# [Directions for this task]
Convert the following lines into a numbered list, omitting any blank lines.

# [Extracted entries]
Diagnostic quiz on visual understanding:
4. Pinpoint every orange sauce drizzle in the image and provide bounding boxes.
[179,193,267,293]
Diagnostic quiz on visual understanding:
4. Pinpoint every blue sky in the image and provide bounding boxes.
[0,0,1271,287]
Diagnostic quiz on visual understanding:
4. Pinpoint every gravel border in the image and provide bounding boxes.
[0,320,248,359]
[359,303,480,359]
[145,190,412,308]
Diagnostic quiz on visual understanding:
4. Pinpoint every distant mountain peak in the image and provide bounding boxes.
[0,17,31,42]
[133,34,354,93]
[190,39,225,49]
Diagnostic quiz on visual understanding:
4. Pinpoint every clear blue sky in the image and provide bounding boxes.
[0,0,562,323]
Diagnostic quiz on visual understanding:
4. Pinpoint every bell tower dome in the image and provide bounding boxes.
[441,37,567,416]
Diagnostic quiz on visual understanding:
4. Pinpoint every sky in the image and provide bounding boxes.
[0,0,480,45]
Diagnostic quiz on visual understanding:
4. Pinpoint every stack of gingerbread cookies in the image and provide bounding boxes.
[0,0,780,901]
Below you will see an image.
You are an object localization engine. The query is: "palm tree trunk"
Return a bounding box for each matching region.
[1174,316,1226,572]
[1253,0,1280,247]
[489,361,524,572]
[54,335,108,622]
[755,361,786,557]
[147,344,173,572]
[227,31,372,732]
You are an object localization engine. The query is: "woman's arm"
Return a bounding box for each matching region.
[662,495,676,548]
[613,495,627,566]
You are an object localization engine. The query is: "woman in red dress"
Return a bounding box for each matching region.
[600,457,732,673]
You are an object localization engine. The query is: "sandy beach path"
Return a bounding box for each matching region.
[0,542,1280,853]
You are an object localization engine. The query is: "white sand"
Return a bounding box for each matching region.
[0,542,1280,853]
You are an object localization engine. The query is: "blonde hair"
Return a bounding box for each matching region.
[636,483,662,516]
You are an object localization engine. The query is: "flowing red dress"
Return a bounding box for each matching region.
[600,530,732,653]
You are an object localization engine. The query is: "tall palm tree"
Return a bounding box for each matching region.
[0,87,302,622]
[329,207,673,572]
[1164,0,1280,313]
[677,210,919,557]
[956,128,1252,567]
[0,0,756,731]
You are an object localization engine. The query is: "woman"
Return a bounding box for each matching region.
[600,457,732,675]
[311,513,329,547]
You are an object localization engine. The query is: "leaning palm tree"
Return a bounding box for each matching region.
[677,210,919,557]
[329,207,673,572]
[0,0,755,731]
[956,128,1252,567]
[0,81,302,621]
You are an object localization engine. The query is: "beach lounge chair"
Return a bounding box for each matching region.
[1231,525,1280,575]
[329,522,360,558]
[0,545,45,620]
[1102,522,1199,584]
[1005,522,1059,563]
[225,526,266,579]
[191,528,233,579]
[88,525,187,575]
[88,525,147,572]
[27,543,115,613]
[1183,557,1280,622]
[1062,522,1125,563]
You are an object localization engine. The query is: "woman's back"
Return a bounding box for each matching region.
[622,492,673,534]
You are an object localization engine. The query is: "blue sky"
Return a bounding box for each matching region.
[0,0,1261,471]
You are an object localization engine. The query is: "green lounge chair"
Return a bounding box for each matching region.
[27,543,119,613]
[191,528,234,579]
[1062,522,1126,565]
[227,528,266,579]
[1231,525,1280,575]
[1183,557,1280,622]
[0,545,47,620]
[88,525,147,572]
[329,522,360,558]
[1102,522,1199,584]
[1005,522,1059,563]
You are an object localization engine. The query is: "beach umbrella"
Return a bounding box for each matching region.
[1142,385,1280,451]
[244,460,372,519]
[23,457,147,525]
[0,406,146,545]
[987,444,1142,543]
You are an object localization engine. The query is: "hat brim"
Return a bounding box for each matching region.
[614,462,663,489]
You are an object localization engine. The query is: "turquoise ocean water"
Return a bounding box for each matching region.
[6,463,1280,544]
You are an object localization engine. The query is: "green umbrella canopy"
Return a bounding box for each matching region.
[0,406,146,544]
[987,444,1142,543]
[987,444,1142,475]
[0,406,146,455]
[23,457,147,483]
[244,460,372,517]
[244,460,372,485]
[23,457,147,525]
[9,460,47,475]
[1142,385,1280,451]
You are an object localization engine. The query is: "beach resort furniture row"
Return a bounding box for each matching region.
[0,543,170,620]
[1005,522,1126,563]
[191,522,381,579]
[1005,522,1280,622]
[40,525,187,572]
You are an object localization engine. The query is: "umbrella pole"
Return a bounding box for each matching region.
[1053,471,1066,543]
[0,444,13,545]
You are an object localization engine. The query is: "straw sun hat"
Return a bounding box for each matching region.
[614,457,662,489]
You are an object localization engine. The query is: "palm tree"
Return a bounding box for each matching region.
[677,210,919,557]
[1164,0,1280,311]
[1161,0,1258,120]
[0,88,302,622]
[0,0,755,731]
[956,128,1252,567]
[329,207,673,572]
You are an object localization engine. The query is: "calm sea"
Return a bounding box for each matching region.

# [Response to this exercise]
1. Diagnostic quiz on visual understanding:
2. 4. Pinpoint every orange sauce drizzle in the image and provide bounding boxes.
3. [179,193,267,293]
4. Diagnostic quiz on visual understanding:
5. 4. Pinpoint every blue sky in the image and provide bounding boxes.
6. [0,0,1271,287]
7. Diagnostic quiz on visual understanding:
8. 4. Pinpoint every gravel border in the image and provide bounding boxes.
9. [0,320,248,359]
10. [359,303,480,359]
11. [145,190,412,308]
12. Diagnostic quiz on visual understanding:
13. 4. Pinpoint every distant mountain peak in the image and provide bounding boxes.
14. [0,17,31,42]
15. [133,34,354,93]
16. [190,39,225,49]
17. Diagnostic quiz on visual understanding:
18. 4. Pinpoint every clear blue sky in the image and provide bounding boxes.
19. [0,0,562,323]
20. Diagnostic quiz on visual understanding:
21. 4. Pinpoint every bell tower dome in the image and provide bounding boxes.
22. [441,37,567,416]
23. Diagnostic quiz on visual understanding:
24. 4. Pinpoint every sky in the image and provide bounding boxes.
25. [0,0,480,45]
26. Diagnostic quiz on visual understanding:
27. 4. Pinpoint every stack of gingerbread cookies in the image and provide bounding boxes.
28. [0,0,780,901]
29. Below you will see an image.
30. You are an object localization engine. The query is: "palm tree trunk"
31. Return a bounding box for each matching region.
32. [1174,316,1226,572]
33. [1253,0,1280,247]
34. [489,361,524,572]
35. [54,335,108,622]
36. [755,361,786,557]
37. [147,344,173,572]
38. [227,31,372,732]
39. You are an object localization engine. The query is: "woman's arm"
40. Return a bounding box for each matching region.
41. [662,495,676,548]
42. [613,495,627,566]
43. You are an object localization engine. The query is: "woman in red dress"
44. Return a bounding box for each matching region.
45. [600,457,732,673]
46. You are an object localization engine. The query is: "sandy beach path"
47. Return a bounding box for each matching region.
48. [0,542,1280,853]
49. You are an object localization engine. The query is: "white sand"
50. Return a bounding box for each matching region.
51. [0,542,1280,853]
52. You are an object localization engine. The query is: "blonde hair"
53. Return a bounding box for each matching region.
54. [636,483,662,516]
55. You are an object localization engine. The query is: "flowing red dress"
56. Return a bounding box for each matching region.
57. [600,530,732,653]
58. You are an object localization engine. The query is: "tall palm tree"
59. Return a bounding box for each matching region.
60. [0,87,302,622]
61. [329,207,673,572]
62. [1164,0,1280,313]
63. [677,210,919,557]
64. [956,128,1252,567]
65. [0,0,756,731]
66. You are an object localization engine. The query is: "woman"
67. Return a bounding box for each matching region.
68. [600,457,732,675]
69. [311,513,329,547]
70. You are an object localization engine. The query is: "leaning palm tree"
71. Return a bounding box for each matching region.
72. [677,210,919,557]
73. [329,207,673,572]
74. [0,0,755,731]
75. [956,128,1252,567]
76. [0,81,302,621]
77. You are an object localization engine. The query is: "beach lounge chair"
78. Return a bounding box for each matching region.
79. [1231,525,1280,575]
80. [329,522,360,558]
81. [0,545,45,620]
82. [1102,522,1199,584]
83. [1005,522,1059,563]
84. [225,526,266,579]
85. [191,528,233,579]
86. [88,525,187,575]
87. [88,525,147,572]
88. [27,543,115,613]
89. [1183,557,1280,622]
90. [1062,522,1125,563]
91. You are an object localization engine. The query is: "woman's back"
92. Return a bounding box for each matching region.
93. [622,492,673,534]
94. You are an object localization engine. The query is: "blue sky"
95. Return a bounding box for each matching region.
96. [0,0,1261,471]
97. You are an object localization engine. The query is: "green lounge chair"
98. Return a bounding box for each matching region.
99. [27,543,119,613]
100. [191,528,234,579]
101. [1062,522,1126,565]
102. [227,528,266,579]
103. [1231,525,1280,575]
104. [1183,557,1280,622]
105. [0,545,47,620]
106. [88,525,147,572]
107. [329,522,360,558]
108. [1102,522,1199,584]
109. [1005,522,1059,563]
110. You are an object localization engine. The query is: "beach umbrella"
111. Return a bounding box for each matching region.
112. [1142,385,1280,451]
113. [244,460,372,519]
114. [23,457,147,525]
115. [0,406,146,545]
116. [987,444,1142,543]
117. You are an object localization engine. The query is: "hat brim"
118. Return a bounding box for each matching region.
119. [614,462,663,489]
120. You are an object localization engine. The query is: "turquoise ocean water"
121. Return a bounding box for each matching region.
122. [6,463,1280,544]
123. You are an object localization engine. The query is: "green umbrella canopy"
124. Return a bounding box for each matching region.
125. [0,406,146,544]
126. [987,444,1142,543]
127. [987,444,1142,475]
128. [0,406,146,455]
129. [23,457,147,483]
130. [244,460,372,517]
131. [244,460,372,485]
132. [23,457,147,525]
133. [9,460,47,475]
134. [1142,385,1280,451]
135. You are an object localization engine. The query is: "beach resort furniture row"
136. Return a bounding box for each matching region.
137. [0,543,170,620]
138. [1005,522,1126,563]
139. [191,522,381,579]
140. [1005,522,1280,622]
141. [40,525,187,572]
142. You are an object localization engine. The query is: "umbrella pole"
143. Return a bounding box for each matching region.
144. [1053,471,1066,543]
145. [0,444,13,545]
146. You are an object localization engine. The query is: "straw sun hat"
147. Return a bounding box for each matching region.
148. [614,457,662,489]
149. You are an object localization engine. The query is: "palm tree"
150. Return a bounding box for each matching region.
151. [677,210,919,557]
152. [1164,0,1280,311]
153. [1161,0,1258,120]
154. [0,88,302,622]
155. [0,0,755,731]
156. [956,128,1252,567]
157. [329,207,673,572]
158. You are an object localization engine. The query is: "calm sea"
159. Return a bounding box for each matching region.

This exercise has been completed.